Coordinate labeling data:
╔══
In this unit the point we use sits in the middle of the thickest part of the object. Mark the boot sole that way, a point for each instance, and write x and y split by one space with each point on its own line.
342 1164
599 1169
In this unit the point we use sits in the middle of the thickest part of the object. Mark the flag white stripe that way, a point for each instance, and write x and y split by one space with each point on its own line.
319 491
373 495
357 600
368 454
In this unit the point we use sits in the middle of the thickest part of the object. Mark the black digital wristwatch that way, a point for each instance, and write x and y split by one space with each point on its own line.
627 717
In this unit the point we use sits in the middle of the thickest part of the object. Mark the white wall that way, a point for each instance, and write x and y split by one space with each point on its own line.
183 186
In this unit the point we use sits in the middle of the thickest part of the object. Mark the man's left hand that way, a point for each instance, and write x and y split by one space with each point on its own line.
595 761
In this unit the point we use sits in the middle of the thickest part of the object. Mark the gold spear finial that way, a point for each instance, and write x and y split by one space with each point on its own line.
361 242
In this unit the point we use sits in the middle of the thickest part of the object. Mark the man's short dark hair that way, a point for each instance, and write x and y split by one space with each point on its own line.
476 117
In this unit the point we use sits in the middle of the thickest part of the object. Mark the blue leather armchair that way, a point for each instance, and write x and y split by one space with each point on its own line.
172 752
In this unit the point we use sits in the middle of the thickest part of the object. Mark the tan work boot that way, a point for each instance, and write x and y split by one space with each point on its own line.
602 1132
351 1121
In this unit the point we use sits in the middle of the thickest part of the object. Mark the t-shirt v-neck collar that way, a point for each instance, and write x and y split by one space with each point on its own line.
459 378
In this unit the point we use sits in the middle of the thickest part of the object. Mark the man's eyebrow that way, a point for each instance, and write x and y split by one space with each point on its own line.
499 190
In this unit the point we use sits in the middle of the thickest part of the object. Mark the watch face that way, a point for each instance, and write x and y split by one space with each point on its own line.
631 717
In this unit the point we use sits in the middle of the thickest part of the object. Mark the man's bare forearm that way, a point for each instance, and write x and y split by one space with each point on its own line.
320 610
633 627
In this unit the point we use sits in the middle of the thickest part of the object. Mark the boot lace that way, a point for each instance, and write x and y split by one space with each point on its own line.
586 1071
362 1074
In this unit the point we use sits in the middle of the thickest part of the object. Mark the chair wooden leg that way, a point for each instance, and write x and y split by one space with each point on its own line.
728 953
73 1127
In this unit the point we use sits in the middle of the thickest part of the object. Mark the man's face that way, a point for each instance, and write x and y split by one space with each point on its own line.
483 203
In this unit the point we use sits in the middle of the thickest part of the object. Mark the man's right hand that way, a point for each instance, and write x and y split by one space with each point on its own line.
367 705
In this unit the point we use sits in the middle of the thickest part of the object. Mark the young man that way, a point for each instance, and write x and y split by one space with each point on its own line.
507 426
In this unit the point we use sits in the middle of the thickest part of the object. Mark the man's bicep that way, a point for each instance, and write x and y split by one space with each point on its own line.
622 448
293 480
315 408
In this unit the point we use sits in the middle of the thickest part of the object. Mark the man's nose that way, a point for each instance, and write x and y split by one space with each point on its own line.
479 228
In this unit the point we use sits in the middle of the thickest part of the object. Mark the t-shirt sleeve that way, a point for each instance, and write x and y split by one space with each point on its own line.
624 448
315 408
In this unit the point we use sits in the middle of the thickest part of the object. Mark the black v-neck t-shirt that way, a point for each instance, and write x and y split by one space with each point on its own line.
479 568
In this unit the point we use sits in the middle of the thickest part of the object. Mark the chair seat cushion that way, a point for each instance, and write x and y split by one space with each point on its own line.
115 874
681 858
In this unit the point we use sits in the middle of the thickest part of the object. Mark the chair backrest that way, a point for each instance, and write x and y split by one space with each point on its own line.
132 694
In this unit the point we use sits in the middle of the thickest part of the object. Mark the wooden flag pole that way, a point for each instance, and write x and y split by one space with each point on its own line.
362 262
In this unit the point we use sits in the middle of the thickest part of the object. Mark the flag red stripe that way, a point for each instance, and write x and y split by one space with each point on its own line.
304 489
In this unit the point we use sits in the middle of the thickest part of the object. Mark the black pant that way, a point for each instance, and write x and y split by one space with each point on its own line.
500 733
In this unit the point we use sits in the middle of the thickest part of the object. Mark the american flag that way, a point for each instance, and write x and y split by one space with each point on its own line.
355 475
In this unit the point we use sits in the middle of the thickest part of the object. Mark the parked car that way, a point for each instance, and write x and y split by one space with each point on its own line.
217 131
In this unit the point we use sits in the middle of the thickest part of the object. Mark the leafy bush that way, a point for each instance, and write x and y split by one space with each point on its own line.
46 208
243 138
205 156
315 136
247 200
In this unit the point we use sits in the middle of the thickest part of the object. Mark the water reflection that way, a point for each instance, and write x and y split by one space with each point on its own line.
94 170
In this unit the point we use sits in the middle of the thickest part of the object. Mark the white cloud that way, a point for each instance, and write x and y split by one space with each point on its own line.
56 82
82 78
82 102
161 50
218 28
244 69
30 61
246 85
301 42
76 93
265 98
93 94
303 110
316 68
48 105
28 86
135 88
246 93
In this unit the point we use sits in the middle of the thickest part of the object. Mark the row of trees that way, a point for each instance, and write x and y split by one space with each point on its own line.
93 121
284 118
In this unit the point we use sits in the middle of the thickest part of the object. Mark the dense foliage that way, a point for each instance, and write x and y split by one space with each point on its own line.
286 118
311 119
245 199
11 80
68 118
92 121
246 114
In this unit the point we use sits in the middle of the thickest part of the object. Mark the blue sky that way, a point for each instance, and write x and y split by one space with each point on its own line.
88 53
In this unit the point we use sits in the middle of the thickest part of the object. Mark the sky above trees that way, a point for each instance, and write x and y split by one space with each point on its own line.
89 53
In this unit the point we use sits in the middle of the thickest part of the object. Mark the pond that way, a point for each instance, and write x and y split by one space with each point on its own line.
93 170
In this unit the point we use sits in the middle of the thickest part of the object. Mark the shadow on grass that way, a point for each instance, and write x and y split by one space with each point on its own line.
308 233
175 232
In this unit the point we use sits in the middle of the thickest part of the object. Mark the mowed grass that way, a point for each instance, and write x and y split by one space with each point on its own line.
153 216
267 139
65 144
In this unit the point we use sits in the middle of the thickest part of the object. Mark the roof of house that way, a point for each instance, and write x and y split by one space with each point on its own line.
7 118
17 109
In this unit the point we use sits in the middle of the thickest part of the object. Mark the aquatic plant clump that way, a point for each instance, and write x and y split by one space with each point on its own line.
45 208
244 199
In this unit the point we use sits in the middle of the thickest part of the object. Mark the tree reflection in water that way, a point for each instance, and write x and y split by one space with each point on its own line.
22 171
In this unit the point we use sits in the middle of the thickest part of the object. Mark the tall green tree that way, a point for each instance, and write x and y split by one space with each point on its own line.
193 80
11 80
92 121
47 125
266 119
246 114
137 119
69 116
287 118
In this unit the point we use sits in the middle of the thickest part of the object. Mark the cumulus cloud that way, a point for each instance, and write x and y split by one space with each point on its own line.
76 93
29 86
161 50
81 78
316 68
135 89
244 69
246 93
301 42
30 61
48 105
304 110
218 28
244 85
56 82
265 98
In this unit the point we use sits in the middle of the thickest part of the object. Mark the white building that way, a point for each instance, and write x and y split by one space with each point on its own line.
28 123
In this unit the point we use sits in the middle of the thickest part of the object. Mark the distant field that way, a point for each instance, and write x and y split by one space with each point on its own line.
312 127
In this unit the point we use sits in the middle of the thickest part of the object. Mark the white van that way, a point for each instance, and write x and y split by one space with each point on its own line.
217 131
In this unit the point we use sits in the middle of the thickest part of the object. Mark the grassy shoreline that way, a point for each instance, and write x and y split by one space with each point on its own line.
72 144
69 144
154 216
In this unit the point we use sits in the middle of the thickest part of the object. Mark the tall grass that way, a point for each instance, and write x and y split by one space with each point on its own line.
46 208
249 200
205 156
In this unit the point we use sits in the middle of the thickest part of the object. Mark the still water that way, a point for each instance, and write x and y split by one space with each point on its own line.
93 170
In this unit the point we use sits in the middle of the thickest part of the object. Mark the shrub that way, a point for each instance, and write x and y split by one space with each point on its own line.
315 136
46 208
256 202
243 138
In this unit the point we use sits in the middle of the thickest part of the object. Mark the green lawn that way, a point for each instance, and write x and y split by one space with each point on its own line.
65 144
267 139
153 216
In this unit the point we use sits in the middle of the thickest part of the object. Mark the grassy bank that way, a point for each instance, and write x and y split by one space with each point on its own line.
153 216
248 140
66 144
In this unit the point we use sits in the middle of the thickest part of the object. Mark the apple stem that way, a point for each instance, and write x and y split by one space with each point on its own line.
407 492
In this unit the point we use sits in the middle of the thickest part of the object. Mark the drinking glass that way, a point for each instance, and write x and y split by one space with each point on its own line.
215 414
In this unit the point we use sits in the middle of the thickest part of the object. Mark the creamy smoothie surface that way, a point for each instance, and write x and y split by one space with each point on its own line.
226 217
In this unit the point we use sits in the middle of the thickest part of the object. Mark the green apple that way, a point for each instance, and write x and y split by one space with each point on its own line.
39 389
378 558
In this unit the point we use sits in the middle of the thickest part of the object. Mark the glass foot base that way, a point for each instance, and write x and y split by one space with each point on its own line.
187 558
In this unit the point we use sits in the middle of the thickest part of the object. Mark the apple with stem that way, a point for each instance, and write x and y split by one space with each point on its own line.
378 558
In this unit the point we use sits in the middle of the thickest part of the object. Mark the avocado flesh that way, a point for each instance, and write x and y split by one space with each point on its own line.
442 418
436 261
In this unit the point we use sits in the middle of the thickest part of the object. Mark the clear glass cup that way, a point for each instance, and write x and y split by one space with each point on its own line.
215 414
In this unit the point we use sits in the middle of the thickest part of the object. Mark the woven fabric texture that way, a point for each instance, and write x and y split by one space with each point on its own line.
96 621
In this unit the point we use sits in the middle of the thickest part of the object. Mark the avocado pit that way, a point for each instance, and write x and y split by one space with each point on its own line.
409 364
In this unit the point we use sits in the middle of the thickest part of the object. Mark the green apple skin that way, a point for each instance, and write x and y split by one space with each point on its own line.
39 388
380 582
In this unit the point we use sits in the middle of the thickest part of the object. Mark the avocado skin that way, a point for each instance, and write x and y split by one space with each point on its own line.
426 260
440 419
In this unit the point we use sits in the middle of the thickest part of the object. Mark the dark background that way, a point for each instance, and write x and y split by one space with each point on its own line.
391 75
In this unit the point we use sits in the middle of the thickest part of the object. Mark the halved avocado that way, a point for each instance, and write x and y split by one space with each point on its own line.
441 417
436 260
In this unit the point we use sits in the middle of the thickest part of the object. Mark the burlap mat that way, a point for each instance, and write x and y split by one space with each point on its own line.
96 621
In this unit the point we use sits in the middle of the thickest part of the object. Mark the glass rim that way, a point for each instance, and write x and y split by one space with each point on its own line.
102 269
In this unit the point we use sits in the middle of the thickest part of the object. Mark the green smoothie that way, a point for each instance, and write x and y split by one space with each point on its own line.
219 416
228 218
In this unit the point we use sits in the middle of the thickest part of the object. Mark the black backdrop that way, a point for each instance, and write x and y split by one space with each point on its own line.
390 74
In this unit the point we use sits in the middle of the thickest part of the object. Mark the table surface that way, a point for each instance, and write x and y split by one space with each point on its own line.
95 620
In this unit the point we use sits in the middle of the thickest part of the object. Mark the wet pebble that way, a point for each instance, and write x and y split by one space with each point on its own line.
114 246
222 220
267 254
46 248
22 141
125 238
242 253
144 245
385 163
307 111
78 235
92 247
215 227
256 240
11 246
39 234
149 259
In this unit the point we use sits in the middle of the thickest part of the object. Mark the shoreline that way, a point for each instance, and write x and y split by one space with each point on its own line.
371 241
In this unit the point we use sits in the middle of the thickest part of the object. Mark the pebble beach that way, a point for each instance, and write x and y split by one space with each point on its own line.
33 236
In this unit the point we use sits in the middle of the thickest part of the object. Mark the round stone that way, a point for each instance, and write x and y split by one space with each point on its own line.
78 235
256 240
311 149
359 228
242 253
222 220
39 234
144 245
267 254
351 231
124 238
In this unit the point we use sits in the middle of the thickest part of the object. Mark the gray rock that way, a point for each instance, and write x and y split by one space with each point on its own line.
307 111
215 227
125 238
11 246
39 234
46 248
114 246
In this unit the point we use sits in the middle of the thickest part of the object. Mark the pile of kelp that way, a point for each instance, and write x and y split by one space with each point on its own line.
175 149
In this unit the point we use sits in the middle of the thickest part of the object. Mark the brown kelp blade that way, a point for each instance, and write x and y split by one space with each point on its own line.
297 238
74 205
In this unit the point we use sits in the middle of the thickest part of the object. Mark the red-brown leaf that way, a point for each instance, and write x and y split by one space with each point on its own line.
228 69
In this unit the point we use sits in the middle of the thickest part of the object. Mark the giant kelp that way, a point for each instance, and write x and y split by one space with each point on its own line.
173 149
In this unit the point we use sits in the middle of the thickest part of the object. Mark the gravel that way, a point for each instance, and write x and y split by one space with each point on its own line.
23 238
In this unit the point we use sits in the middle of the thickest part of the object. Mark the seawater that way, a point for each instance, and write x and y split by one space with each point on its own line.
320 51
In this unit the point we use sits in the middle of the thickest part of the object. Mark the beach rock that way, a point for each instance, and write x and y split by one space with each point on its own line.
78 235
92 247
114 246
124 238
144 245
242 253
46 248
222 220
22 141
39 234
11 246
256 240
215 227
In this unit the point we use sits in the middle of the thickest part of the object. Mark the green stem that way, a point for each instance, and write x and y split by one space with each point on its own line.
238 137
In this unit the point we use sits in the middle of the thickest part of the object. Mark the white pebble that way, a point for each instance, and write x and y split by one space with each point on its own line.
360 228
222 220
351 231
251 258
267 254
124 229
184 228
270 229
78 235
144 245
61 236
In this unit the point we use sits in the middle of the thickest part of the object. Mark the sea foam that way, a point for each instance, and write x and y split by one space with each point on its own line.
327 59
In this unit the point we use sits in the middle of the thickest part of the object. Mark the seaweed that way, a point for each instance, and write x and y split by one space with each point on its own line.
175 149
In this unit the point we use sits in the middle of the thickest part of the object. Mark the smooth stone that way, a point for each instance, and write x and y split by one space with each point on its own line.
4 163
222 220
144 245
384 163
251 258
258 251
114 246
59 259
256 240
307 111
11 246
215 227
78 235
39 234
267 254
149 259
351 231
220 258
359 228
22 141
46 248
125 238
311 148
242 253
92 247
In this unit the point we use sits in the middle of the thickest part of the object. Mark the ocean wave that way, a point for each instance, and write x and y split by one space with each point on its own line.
╚══
» **GIVEN TASK**: Copy out the lines starting at the one containing "Mark the beach" and ending with the last line of the entries. Include nothing else.

» **SOLUTION**:
In this unit the point we use sits in the middle of the thickest part of the object. Mark the beach rock that way, a point for each instance, and write x and y split by one space with each point on its own line.
78 235
92 247
114 246
124 238
144 245
242 253
46 248
222 220
22 141
39 234
11 246
256 240
215 227
In this unit the point we use sits in the middle of the thickest part of the object. Mark the green stem that way, a point for each instance, and write x and y split by one space with each point on its own line.
238 137
In this unit the point we use sits in the middle of the thickest part of the object. Mark the white pebble that way, a point for each instance, and write x and y split by one space with each point on its own line.
360 228
222 220
351 231
251 258
267 254
124 229
184 228
270 229
78 235
144 245
61 236
In this unit the point we use sits in the middle of the thickest part of the object. Mark the sea foam that way, a point for each instance, and write x and y split by one space with each point on its own line.
327 59
In this unit the point we use sits in the middle of the thickest part of the object. Mark the seaweed that way, a point for each instance, and write x and y split by one space with each point on its own line.
175 149
In this unit the point we use sits in the middle of the thickest part of the object. Mark the smooth stone that way, a point for each instance, and write x and y split by one space with each point on its own line.
4 163
222 220
144 245
384 163
251 258
258 251
114 246
59 259
256 240
307 111
11 246
215 227
78 235
39 234
267 254
149 259
351 231
220 258
359 228
22 141
46 248
125 238
311 148
242 253
92 247
In this unit the point we use sits in the middle of the thickest part of the object. Mark the ocean wave that way, a point for each instance, and write x and y split by one space with each point on its own line.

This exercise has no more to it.